● What you have to do: Report each line of the material below that contains the string "flower", copying every such line in full.

Position annotation records:
+ + + + +
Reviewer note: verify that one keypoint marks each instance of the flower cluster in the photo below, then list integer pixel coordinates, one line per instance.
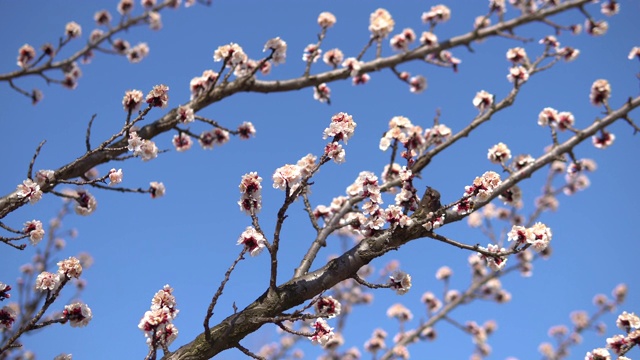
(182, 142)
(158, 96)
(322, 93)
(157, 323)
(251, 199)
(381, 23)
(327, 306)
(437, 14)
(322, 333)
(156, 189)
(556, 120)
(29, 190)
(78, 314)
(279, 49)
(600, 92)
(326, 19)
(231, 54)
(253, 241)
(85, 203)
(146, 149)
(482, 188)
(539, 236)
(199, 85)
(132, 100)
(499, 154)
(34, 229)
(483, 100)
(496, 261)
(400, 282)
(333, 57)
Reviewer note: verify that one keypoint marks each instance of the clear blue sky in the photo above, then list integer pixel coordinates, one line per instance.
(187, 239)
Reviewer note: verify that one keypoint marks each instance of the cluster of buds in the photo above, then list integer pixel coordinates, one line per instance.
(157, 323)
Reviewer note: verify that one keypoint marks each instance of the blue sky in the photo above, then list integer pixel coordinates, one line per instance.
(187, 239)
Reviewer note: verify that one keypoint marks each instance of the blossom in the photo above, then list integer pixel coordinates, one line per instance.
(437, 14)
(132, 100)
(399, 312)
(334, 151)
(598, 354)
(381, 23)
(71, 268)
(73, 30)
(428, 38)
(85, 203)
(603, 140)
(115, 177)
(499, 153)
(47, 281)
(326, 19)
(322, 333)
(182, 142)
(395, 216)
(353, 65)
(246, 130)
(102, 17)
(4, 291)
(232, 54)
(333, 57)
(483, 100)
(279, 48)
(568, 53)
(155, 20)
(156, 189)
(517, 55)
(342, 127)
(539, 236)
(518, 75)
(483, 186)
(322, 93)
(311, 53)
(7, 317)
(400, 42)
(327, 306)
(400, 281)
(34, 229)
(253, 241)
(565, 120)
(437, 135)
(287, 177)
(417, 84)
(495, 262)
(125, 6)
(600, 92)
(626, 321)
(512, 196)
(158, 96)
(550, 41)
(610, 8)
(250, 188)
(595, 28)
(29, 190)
+ + + + +
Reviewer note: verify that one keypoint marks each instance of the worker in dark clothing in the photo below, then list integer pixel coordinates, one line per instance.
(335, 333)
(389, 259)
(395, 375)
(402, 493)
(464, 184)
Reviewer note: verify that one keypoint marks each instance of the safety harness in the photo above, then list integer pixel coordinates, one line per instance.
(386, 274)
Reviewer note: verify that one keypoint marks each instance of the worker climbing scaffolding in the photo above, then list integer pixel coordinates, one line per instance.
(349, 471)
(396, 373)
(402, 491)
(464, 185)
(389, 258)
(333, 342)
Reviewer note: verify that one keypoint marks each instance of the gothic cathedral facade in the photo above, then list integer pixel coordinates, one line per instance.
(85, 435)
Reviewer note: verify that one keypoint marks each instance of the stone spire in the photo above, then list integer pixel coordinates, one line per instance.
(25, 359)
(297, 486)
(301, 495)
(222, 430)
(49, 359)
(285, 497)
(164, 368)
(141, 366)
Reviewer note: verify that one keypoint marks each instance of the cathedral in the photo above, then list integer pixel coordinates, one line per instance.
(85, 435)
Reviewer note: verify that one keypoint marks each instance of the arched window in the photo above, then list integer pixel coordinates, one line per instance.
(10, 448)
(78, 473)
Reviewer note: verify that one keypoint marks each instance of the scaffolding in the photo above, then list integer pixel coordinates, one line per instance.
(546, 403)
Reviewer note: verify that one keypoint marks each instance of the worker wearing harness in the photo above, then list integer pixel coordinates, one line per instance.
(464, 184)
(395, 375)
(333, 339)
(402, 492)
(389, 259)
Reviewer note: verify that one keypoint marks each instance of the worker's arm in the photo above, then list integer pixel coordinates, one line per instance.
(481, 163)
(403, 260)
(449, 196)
+ + + + +
● Response below:
Reviewer note: verify that one keypoint marks each instance of the flower cluster in the photo below, then list integer pixel coordinates, one line per instance.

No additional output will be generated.